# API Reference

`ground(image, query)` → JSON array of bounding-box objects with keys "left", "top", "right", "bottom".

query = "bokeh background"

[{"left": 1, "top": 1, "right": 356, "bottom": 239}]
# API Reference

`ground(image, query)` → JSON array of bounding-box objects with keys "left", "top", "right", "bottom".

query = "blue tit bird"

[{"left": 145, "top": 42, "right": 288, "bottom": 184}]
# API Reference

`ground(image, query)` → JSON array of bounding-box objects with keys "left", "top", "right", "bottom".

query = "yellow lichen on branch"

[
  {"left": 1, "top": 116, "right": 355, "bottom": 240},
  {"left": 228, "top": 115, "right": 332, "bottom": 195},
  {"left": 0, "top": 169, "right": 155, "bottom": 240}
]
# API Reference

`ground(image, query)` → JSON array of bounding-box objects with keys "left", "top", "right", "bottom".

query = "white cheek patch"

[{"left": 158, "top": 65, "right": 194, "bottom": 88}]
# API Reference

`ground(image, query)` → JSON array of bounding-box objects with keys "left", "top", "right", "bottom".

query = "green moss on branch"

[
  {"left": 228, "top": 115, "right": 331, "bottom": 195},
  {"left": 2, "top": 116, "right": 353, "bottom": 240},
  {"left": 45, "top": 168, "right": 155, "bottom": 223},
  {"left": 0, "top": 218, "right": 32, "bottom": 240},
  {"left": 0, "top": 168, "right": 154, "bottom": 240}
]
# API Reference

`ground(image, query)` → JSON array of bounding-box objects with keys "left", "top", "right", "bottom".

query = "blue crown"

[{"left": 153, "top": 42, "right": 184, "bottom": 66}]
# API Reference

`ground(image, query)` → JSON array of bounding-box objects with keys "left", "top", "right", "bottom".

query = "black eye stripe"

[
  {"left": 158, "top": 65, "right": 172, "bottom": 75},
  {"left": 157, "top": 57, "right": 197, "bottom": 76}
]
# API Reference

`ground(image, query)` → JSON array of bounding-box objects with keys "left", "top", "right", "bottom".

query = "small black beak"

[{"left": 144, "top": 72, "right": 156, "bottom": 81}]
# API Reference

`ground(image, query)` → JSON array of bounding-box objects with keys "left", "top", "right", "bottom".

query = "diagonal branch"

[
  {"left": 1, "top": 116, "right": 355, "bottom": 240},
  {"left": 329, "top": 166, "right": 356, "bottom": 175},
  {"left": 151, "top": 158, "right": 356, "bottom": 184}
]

-*-

> **GOAL OF THE EXERCISE**
In full and without alteration, write out each record.

> **SOLUTION**
# API Reference

`ground(image, query)` → JSON array of bounding-box objects with keys "left", "top", "right", "bottom".

query = "bokeh background"

[{"left": 1, "top": 1, "right": 356, "bottom": 239}]
# API Reference

`ground(image, query)` → JSON array of bounding-box objects with keys "left", "top", "right", "bottom".

query = "blue tit bird"

[{"left": 145, "top": 42, "right": 288, "bottom": 184}]
# API Reference

`ground(image, query)` → JSON array of bounding-box objects with keys "left", "top", "right", "bottom".

query = "yellow lichen on branch"

[
  {"left": 1, "top": 116, "right": 355, "bottom": 240},
  {"left": 228, "top": 115, "right": 332, "bottom": 195},
  {"left": 0, "top": 169, "right": 155, "bottom": 240}
]
# API Reference

`ground(image, query)` → JSON array of bounding-box objects with keys "left", "top", "right", "bottom".

query = "white cheek patch"

[{"left": 158, "top": 65, "right": 194, "bottom": 88}]
# API Reference

`ground(image, query)` → JSON array of bounding-box objects with keys "left", "top", "right", "bottom".

query = "green moss on branch"

[
  {"left": 228, "top": 115, "right": 331, "bottom": 195},
  {"left": 2, "top": 116, "right": 353, "bottom": 240},
  {"left": 45, "top": 168, "right": 155, "bottom": 223},
  {"left": 0, "top": 218, "right": 32, "bottom": 240},
  {"left": 0, "top": 168, "right": 154, "bottom": 240}
]
# API Reference

`ground(image, query)` → JSON array of bounding-box objects with keys "left", "top", "right", "bottom".

query = "blue crown"

[{"left": 153, "top": 42, "right": 184, "bottom": 66}]
# API Reference

`ground(image, query)` → JSON array of bounding-box objects with keys "left", "top", "right", "bottom".

query = "black eye stripe"

[
  {"left": 158, "top": 65, "right": 172, "bottom": 75},
  {"left": 157, "top": 57, "right": 197, "bottom": 76}
]
# API Reference

`ground(image, query)` → JSON array of bounding-box objects with keys "left", "top", "right", "bottom".

query = "small black beak"

[{"left": 144, "top": 72, "right": 156, "bottom": 81}]
# API Reference

`ground(image, query)` → JSON array of bounding-box objects with keys "left", "top", "right", "bottom".

query = "diagonal branch"

[
  {"left": 1, "top": 116, "right": 355, "bottom": 240},
  {"left": 329, "top": 166, "right": 356, "bottom": 175},
  {"left": 151, "top": 158, "right": 356, "bottom": 184}
]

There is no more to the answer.